[Given task]: Leave out any picture and return the remaining listing below exactly as given.

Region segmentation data
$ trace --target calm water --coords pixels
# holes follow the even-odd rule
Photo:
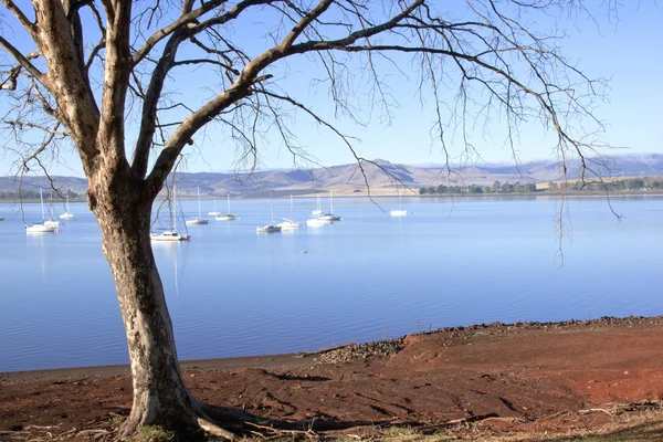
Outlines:
[[[379,202],[387,212],[397,206]],[[663,313],[663,199],[613,201],[621,222],[604,200],[571,201],[564,267],[554,199],[409,198],[407,218],[365,199],[334,203],[341,222],[257,234],[270,201],[233,200],[241,220],[154,244],[181,359],[495,320]],[[314,206],[295,200],[295,220],[305,224]],[[182,207],[198,212],[196,201]],[[24,209],[28,221],[41,218],[39,204]],[[71,212],[60,233],[25,234],[17,208],[0,204],[0,371],[128,361],[96,222],[82,203]],[[274,201],[274,212],[288,217],[290,201]]]

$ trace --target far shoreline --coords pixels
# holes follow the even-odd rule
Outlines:
[[[558,328],[570,328],[573,326],[598,326],[598,327],[615,327],[615,326],[629,326],[633,324],[657,324],[663,325],[663,315],[657,316],[603,316],[597,319],[568,319],[559,322],[517,322],[517,323],[491,323],[491,324],[471,324],[466,326],[449,326],[441,327],[431,332],[420,332],[403,335],[397,338],[381,339],[369,343],[348,343],[339,346],[329,348],[319,348],[314,351],[301,351],[291,354],[274,354],[274,355],[248,355],[248,356],[230,356],[221,358],[207,358],[207,359],[188,359],[180,360],[180,369],[182,371],[225,371],[235,370],[243,368],[284,368],[284,367],[306,367],[313,362],[313,357],[323,355],[325,352],[335,351],[346,347],[361,347],[372,346],[379,343],[394,343],[401,341],[408,336],[418,335],[434,335],[440,333],[472,333],[472,330],[483,330],[491,328],[509,329],[509,330],[532,330],[532,329],[558,329]],[[90,367],[64,367],[64,368],[46,368],[35,370],[20,370],[20,371],[6,371],[0,372],[0,381],[29,381],[29,380],[44,380],[44,379],[66,379],[75,380],[90,377],[125,377],[130,376],[130,369],[128,364],[118,365],[104,365],[104,366],[90,366]]]
[[[324,190],[320,191],[318,193],[293,193],[292,194],[294,199],[304,199],[304,198],[317,198],[317,197],[327,197],[328,196],[328,191]],[[201,197],[201,201],[212,201],[214,199],[219,199],[219,198],[223,198],[224,196],[204,196]],[[398,198],[399,194],[397,192],[379,192],[379,193],[368,193],[365,191],[361,192],[345,192],[345,193],[334,193],[334,198],[338,198],[338,199],[349,199],[349,198],[365,198],[365,199],[383,199],[383,198]],[[649,191],[649,192],[620,192],[620,193],[606,193],[606,192],[600,192],[600,191],[587,191],[587,192],[512,192],[512,193],[424,193],[424,194],[419,194],[419,193],[414,193],[414,191],[412,192],[408,192],[408,193],[403,193],[402,197],[404,198],[424,198],[424,199],[429,199],[429,198],[443,198],[443,199],[450,199],[453,200],[455,198],[530,198],[530,199],[536,199],[536,198],[594,198],[594,199],[627,199],[627,198],[663,198],[663,190],[659,190],[659,191]],[[251,196],[235,196],[235,197],[231,197],[233,199],[236,200],[264,200],[264,199],[269,199],[270,196],[269,194],[251,194]],[[275,197],[274,199],[286,199],[290,198],[290,193],[284,192],[283,194]],[[196,201],[197,197],[191,197],[191,196],[178,196],[179,200],[186,200],[186,201]],[[157,200],[159,201],[159,197],[157,197]],[[76,198],[76,199],[71,199],[70,203],[77,203],[77,202],[83,202],[86,203],[87,200],[84,198]],[[0,199],[0,204],[10,204],[10,206],[17,206],[20,207],[21,204],[39,204],[40,200],[38,199],[25,199],[22,201],[15,201],[15,200],[2,200]],[[59,206],[59,204],[63,204],[63,201],[57,201],[54,202],[54,206]]]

[Written solution]:
$ trace --target calm water --coords pixels
# holes follow the even-odd rule
Photo:
Outlines:
[[[379,202],[387,212],[397,206]],[[663,313],[663,199],[613,201],[621,222],[604,200],[571,201],[564,267],[554,199],[409,198],[407,218],[365,199],[334,203],[341,222],[257,234],[270,201],[233,200],[241,220],[154,244],[181,359],[495,320]],[[314,206],[295,200],[295,220],[305,224]],[[182,207],[198,212],[196,201]],[[24,209],[28,221],[41,218],[39,204]],[[71,212],[60,233],[25,234],[17,208],[0,204],[0,371],[128,361],[96,222],[82,203]],[[274,201],[274,212],[288,217],[290,201]]]

$ trace --target far shoreline --coords pixels
# holes follow the even-odd rule
Outlines:
[[[558,328],[570,328],[573,326],[598,326],[598,327],[615,327],[615,326],[629,326],[633,324],[657,324],[663,325],[663,315],[657,316],[603,316],[597,319],[568,319],[559,322],[517,322],[517,323],[491,323],[491,324],[471,324],[466,326],[449,326],[441,327],[431,332],[420,332],[403,335],[397,338],[381,339],[369,343],[348,343],[339,346],[329,348],[319,348],[314,351],[301,351],[291,354],[274,354],[274,355],[248,355],[248,356],[230,356],[221,358],[207,358],[207,359],[188,359],[180,360],[180,369],[182,371],[225,371],[235,370],[243,368],[284,368],[284,367],[306,367],[313,362],[313,357],[323,355],[325,352],[335,351],[346,347],[361,347],[372,346],[379,343],[394,343],[401,341],[408,336],[418,335],[434,335],[440,333],[472,333],[472,330],[483,330],[491,328],[509,329],[509,330],[532,330],[532,329],[558,329]],[[90,367],[64,367],[64,368],[46,368],[35,370],[20,370],[20,371],[6,371],[0,372],[0,381],[29,381],[29,380],[44,380],[44,379],[66,379],[75,380],[90,377],[125,377],[130,376],[130,369],[128,364],[118,365],[104,365],[104,366],[90,366]]]
[[[324,190],[320,191],[318,193],[293,193],[292,194],[294,199],[304,199],[304,198],[317,198],[317,197],[327,197],[328,196],[328,191]],[[201,197],[201,201],[212,201],[214,199],[219,199],[219,198],[223,198],[224,196],[204,196]],[[398,198],[399,194],[397,192],[379,192],[379,193],[368,193],[365,191],[361,192],[345,192],[345,193],[334,193],[334,198],[338,198],[338,199],[349,199],[349,198],[365,198],[365,199],[383,199],[383,198]],[[649,191],[649,192],[620,192],[620,193],[606,193],[606,192],[600,192],[600,191],[587,191],[587,192],[512,192],[512,193],[424,193],[424,194],[419,194],[419,193],[414,193],[414,191],[412,192],[408,192],[408,193],[403,193],[402,197],[404,198],[424,198],[424,199],[429,199],[429,198],[443,198],[443,199],[450,199],[453,200],[455,198],[530,198],[530,199],[536,199],[536,198],[594,198],[594,199],[627,199],[627,198],[663,198],[663,190],[659,190],[659,191]],[[251,196],[235,196],[235,197],[231,197],[233,199],[236,200],[264,200],[264,199],[269,199],[270,196],[269,194],[251,194]],[[275,197],[274,199],[286,199],[290,198],[290,193],[284,192],[283,194]],[[196,201],[197,197],[191,197],[191,196],[178,196],[179,200],[186,200],[186,201]],[[157,200],[159,201],[159,197],[157,197]],[[76,198],[76,199],[71,199],[70,203],[77,203],[77,202],[83,202],[86,203],[87,200],[84,198]],[[0,199],[0,204],[10,204],[10,206],[17,206],[20,207],[21,204],[39,204],[40,200],[38,199],[25,199],[22,201],[15,201],[15,200],[2,200]],[[59,206],[59,204],[63,204],[63,201],[57,201],[54,202],[54,206]]]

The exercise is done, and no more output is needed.